→ **Текст для чтения**

----

Мои женщины Ноябрь 1963 Мой сашок-дружок

Александр Суворый
Мои женщины. Ноябрь 1963. Мой «сашок-дружок».

Александр Сергеевич Суворов (Александр Суворый)

Мальчикам и девочкам, юношам и девушкам, отцам и матерям о половом воспитании настоящих мужчин.

Иллюстрация: Современное фото из сети Интернет. Вот точно также динамично и циклично менялся мой облик, рост и форма тела по годам возраста с 3-х лет (1956 г.) до 13-ти лет (1966 г.). Точно такой же резкий скачок в росте с 10 по 11 год жизни, потом с 11 по 12, и с 12 по 13 годы. С 1963 года я каждый год вырастал ровно на «полголовы», становился выше ростом, «ширше» в плечах и мощнее в жилистых мышцах. При этом ноги удлинялись, но продолжали оставаться худыми, жилистыми и почти одного размера стопы.
 
Приключение со смегмой начисто отвратило меня от всяких ночных эротических сновидений и поллюций потому, что сильно напугало. Дело в том, что, живя в семье, в которой главный человек – это медик, пусть не врач, а военный фельдшер, но по опыту работы, особенно в послевоенный период 1956-1957 годов, когда моя мама была одна фельдшер на три шахтёрских посёлка и девять деревень, она была больше чем врач, она была настоящим Доктором. Моя мама не только была врачом общей практики, она была одновременно детским врачом, врачом ухо, горло, нос, глазным врачом, хирургом, акушером, психиатром и психологом, лаборантом, медсестрой и сестрой милосердия. Я сам не раз помогал маме делать мелкие операции по зашиванию рваных и резаных ран на голове, руках и теле человека. Я даже однажды помогал маме, когда она вырезала из груди (сиськи) одной из женщин что-то инородное, тяжело плюхнувшееся в тазик, который держал я обеими руками…

Немудрено, что в нашей семье царил культ чистоты и санитарии, чистого нательного и постельного белья, мытья рук после посещения туалета, перед едой и после прихода с улицы. Наша мама была одарена сверхчувствительным обонянием и могла по запаху «раскрыть» любое наше «преступление», совершённое дома, в школе или на улице. Наша мама знала по медицинским делам практически всё, что было нужно для спасения жизни человеку, попавшему в беду или заболевшему чем-либо. Вот почему я изначально, с детства, знал, что такое «венерические заболевания» и как они «подцепляются».

----

→ **Что сделать**
a) На сколько шахтёрских посёлков и деревень мама рассказчика была единственным фельдшером в 1956–1957 годах, если верить тексту для чтения?
b) Допишите текст для чтения: продолжите его с того места, на котором он заканчивается.
Записи не имеют отношения к тексту для чтения.

→ **Исходные данные**
----

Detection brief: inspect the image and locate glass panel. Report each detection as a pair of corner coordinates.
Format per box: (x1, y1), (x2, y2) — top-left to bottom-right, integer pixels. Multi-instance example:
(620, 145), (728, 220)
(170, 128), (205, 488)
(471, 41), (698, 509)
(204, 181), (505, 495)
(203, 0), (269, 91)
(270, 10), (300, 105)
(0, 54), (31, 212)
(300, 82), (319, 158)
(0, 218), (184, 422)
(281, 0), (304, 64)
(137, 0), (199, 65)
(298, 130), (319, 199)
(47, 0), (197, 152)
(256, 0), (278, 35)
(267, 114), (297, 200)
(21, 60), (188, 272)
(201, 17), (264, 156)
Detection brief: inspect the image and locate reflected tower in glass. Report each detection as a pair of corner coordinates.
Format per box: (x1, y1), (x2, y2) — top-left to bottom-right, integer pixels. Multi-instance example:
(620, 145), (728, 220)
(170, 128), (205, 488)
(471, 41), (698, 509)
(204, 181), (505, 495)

----

→ **Готовые ответы**
a) На три шахтёрских посёлка и девять деревень.

b)
Я, мой старший брат Юра и наш папа очень боялись и полностью отвергали от себя эти самые «венерические заболевания». На улице про «венеру» (заболевания, передающиеся половым путём - автор) говорили всегда шутливо, небрежно, грубо, со смехом, но тоже с тайной неприязнью и боязнью. У нас в доме, в семье Суворовых, мы особо на эту тему не распространялись, но наша мама всегда строго и неуклонно, по случаю, напоминала нам о необходимости беречься и избегать «недостойных настоящего мужчины приключений».

Дело в том, что наша мама работала старшей медицинской сестрой инфекционного отделения Суворовской центральной районной и городской больницы №1, которая в мирное время обслуживала город Суворов и все пригородные сёла, посёлки и деревни, а также была для остальных сёл, посёлков и деревень Суворовского района Тульской области центральной, как сейчас, например, ту же роль имеют областные больницы и поликлиники. Кроме этого в военное время или в период эпидемий и ЧП наша городская больница должна была быть госпиталем и центром борьбы с эпидемиями.

Вот почему наша мама, военный фельдшер, с опытом непрерывной работы с Финской войны 1939-1940 года и Великой Отечественной войны 1941-1945 годов так организовала сестринскую работу в инфекционном отделении, что она больше походила на военную медицинскую службу. За это нашу маму не только уважали, но и ценили, как незаменимого высококлассного универсального специалиста-медика. У нашей мамы не было только одного – формального медицинского высшего образования, а во всём остальном она была медиком высшего класса.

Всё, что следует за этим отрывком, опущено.